▶ [What is asked]
[A] From the sitting-hours debate below, list each procedural change that the speaker says the House piloted before making it permanent.
[B] Carry on the sitting-hours debate below past its final sentence, keeping the voice of the speaker who is arguing for a sense of proportion.

My Lords, my amendment will not take a moment to explain and is very simple. It is relevant only if the House decides to change the sitting hours by rejecting the amendments moved by my noble friends Lord Forsyth and Lord Taylor. My proposition is that, before committing itself to the change as proposed by the noble Lord, Lord Gardiner, the House should simply do what it has done on previous occasions when considering far less radical changes to its procedures. In those cases, the House has piloted the changes first and then decided whether they should be made permanent in the light of experience, rather than taking a leap in the dark.
The House trialled adding explanatory statements to amendments in 2018, and that was made permanent in 2019. In 2015 it piloted a new process for allocating Questions by ballot in the recess, and that was made permanent with minor changes a year later. Earlier, we trialled a new procedure for repeating Urgent Questions, and that was made permanent after a year. Those changes are all trivial compared with the proposition before us today, with all the implications that have been set out so clearly in the speeches we have heard and are going to hear.
When I was in the other place and voted on similar changes to the sitting hours in 2005, the changes were agreed to on an experimental basis. I do not need to tell your Lordships that changes to the sitting times have a far more dramatic effect on your Lordships’ House than on the other place, because although we are a full-time House, we have part-time Members. One of the strengths of your Lordships’ House is that expertise, and the changes could have an impact on the availability of that expertise.
Therefore, before taking the plunge—the Motion does not even call for a review—we should simply do what we have done before. I believe this to be best practice: we should pilot the changes for up to four months. We should then decide whether to make it permanent, and with a measure that is potentially as divisive as this one is, I believe that a pilot is the best way to resolve the conflicting views on the impact of change. We will then have evidence which we do not have at the moment. I am cautious about the binary approach we are presented with; I prefer a dress rehearsal before the curtain goes up.
Finally, I hope that my amendment will be supported not just by those who are fearful of change but by those in favour. If they believe the change to be beneficial, they have nothing to fear. Therefore, if the earlier amendments are defeated at the appropriate time, I will move my amendment.
My Lords, just to try for a moment to inject a sense of proportion into this debate, we are discussing in essence whether on two days of the week instead of finishing at 10 pm we should finish at 8.30 pm, with corresponding earlier starts on those two days. It is not the red revolution; it is a minor procedural change.

▶ [Extracted entries]
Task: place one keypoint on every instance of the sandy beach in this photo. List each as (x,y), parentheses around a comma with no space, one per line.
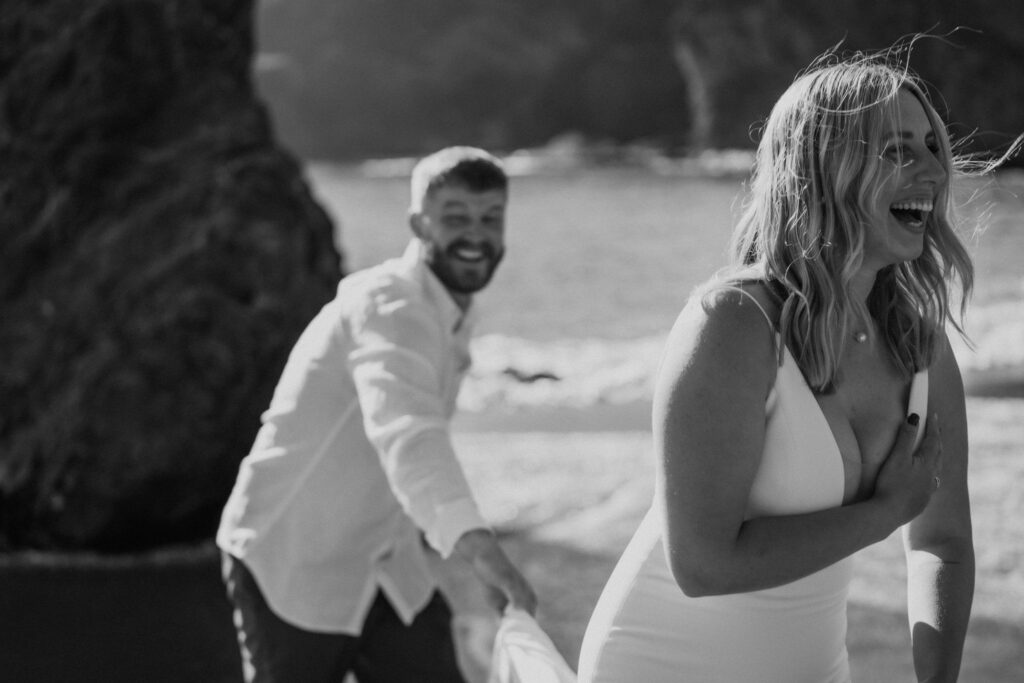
(566,487)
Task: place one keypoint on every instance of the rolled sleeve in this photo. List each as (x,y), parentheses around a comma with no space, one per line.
(397,363)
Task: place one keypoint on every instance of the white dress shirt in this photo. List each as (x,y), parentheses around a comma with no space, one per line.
(354,456)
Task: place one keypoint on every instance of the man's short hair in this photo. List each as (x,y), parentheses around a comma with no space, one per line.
(471,168)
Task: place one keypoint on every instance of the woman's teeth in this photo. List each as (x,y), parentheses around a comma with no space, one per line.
(911,212)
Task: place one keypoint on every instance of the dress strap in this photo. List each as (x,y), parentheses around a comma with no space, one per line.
(757,303)
(918,402)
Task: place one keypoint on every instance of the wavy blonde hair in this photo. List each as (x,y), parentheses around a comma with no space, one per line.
(802,227)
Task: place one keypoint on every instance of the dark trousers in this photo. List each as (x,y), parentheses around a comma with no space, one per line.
(386,650)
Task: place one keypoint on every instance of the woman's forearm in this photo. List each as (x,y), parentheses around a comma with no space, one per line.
(774,551)
(939,596)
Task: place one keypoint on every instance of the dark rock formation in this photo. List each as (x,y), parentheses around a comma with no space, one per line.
(160,256)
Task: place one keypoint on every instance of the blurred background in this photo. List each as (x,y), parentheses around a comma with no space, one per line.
(372,78)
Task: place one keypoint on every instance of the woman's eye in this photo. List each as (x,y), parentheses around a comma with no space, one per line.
(897,154)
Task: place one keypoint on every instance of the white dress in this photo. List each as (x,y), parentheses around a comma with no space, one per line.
(645,629)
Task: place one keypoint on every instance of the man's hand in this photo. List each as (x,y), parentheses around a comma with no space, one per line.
(502,582)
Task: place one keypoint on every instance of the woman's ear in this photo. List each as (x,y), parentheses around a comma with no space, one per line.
(416,223)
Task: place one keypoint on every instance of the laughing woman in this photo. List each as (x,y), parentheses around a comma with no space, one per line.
(807,406)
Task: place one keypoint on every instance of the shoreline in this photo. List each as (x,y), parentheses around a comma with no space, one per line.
(998,384)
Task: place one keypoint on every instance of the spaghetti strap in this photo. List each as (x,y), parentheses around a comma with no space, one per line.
(757,303)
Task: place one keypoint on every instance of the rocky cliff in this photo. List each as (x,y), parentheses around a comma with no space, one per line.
(161,253)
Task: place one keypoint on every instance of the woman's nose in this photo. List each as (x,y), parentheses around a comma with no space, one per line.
(932,169)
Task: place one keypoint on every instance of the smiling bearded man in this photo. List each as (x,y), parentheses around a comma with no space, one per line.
(353,467)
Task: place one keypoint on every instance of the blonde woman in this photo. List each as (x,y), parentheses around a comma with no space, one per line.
(808,404)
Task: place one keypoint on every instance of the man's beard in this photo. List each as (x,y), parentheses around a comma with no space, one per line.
(457,279)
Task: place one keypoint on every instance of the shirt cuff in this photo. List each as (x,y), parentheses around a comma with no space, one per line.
(453,520)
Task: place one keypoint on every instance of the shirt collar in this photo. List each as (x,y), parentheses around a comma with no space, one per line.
(454,316)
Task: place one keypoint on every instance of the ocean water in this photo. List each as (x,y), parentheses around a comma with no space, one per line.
(600,261)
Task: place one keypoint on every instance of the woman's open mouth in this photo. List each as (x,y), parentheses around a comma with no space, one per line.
(911,213)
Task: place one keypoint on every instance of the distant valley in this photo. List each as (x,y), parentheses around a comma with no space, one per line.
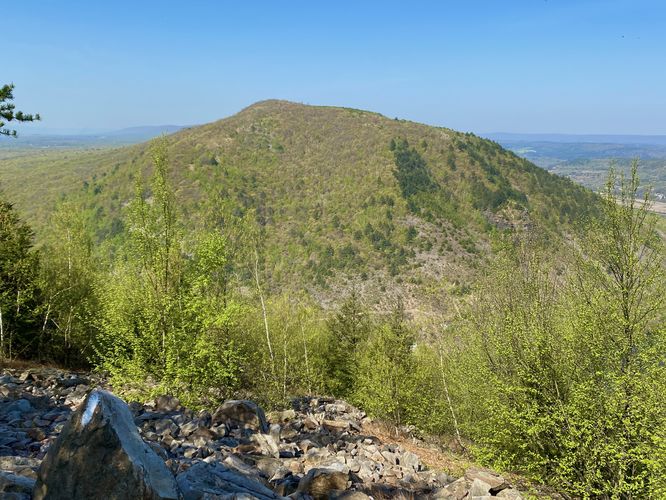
(586,158)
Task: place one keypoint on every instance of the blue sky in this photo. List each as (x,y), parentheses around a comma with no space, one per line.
(485,66)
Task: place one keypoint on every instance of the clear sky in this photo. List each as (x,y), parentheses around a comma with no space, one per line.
(570,66)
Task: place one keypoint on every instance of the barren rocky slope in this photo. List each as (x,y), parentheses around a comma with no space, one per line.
(320,448)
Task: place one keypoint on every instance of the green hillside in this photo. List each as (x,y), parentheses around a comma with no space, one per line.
(344,198)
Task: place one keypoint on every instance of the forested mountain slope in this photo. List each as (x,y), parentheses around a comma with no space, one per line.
(342,198)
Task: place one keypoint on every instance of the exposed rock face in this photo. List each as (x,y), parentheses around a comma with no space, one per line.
(13,487)
(319,444)
(318,483)
(207,481)
(100,451)
(242,413)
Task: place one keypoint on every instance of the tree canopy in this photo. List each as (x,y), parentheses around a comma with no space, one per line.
(8,111)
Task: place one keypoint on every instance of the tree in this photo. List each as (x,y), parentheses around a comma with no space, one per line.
(567,370)
(347,331)
(18,288)
(8,111)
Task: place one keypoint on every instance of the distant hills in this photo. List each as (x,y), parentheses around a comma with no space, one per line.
(49,139)
(586,158)
(344,198)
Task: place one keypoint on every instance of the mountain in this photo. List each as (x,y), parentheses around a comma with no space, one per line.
(50,139)
(587,158)
(345,198)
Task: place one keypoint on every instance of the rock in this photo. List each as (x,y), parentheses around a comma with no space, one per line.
(167,403)
(457,490)
(241,413)
(410,460)
(283,416)
(13,487)
(99,451)
(510,493)
(204,481)
(497,483)
(479,488)
(348,495)
(319,482)
(20,406)
(267,445)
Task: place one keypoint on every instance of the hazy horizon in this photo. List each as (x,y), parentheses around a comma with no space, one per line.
(576,67)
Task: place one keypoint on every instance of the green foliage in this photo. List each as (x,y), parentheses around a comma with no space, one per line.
(332,176)
(68,279)
(566,365)
(164,317)
(411,170)
(8,113)
(347,331)
(384,366)
(19,292)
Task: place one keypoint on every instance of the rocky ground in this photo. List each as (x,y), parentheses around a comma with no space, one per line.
(318,449)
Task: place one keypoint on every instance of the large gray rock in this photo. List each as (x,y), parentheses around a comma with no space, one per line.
(99,454)
(241,413)
(204,481)
(318,483)
(13,487)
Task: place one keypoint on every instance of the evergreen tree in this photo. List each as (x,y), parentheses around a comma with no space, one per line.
(8,111)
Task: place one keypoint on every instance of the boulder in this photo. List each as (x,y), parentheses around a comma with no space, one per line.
(318,483)
(241,413)
(205,481)
(13,487)
(510,493)
(496,482)
(267,445)
(99,453)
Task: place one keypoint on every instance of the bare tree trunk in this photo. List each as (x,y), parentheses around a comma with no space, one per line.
(2,337)
(284,374)
(263,310)
(307,364)
(448,400)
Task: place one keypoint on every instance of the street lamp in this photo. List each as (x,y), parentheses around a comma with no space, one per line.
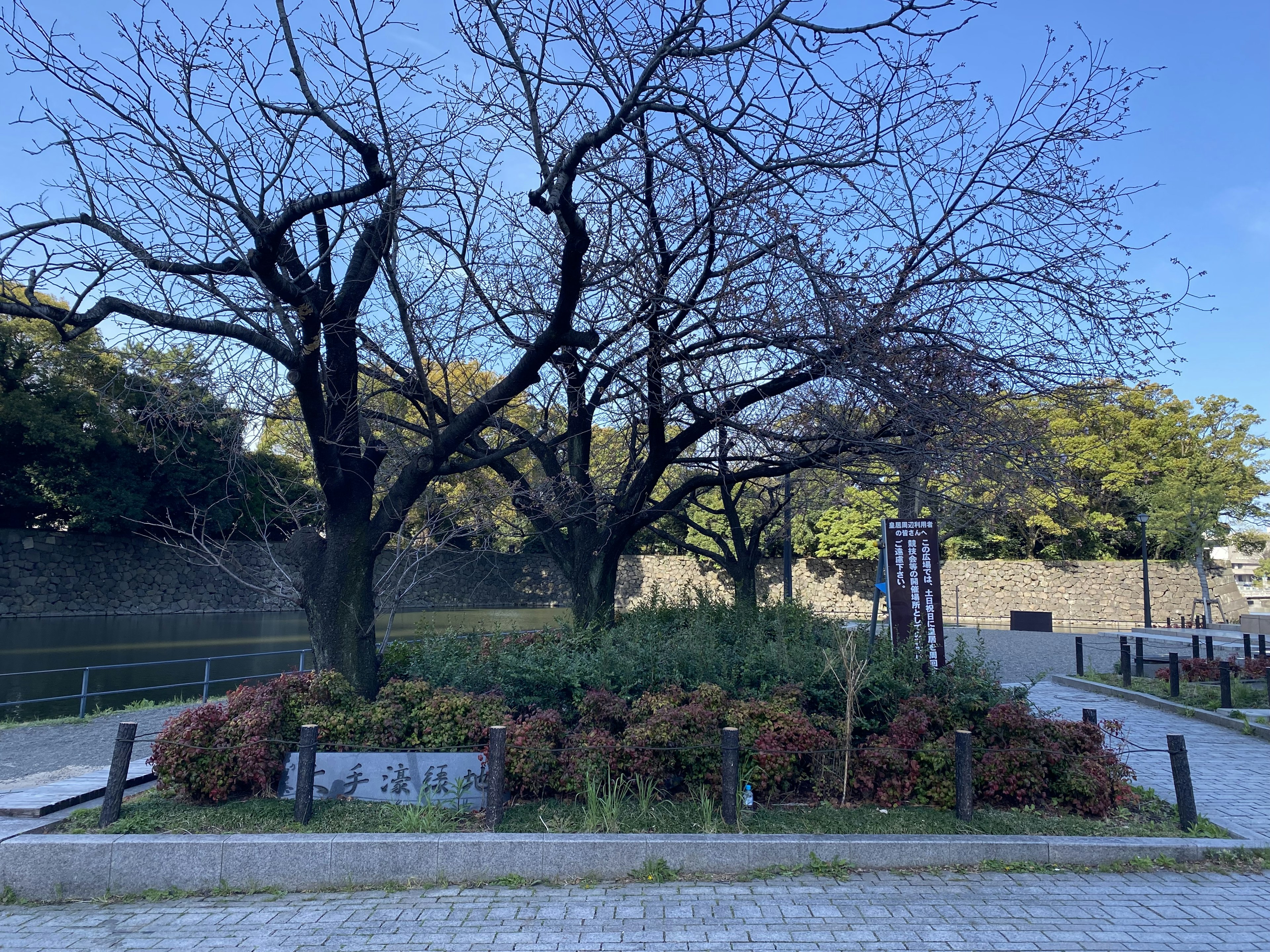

▶ [Expected results]
[A]
- Adding explanatory statements to amendments, trialled in 2018 and made permanent in 2019
- A new process for allocating Questions by ballot in the recess, piloted in 2015 and made permanent with minor changes a year later
- A new procedure for repeating Urgent Questions, made permanent after a year

[B]
I would like to inject something that is rarely injected into these kinds of debates and offer to the House one or two facts—not opinions; these are facts. When I was Chief Whip, in the long reaches of the night—you never leave the building when you are Chief Whip, as I know people who have filled the post will confirm— I would occasionally get bored waiting for the place to finish. You walked round the Palace of Westminster—this was after the Commons had changed their hours—and the place was like the “Mary Celeste”. The only place where there was a sign of life between 9 pm and 10 pm was in this Chamber—I have no reason to believe that it has changed.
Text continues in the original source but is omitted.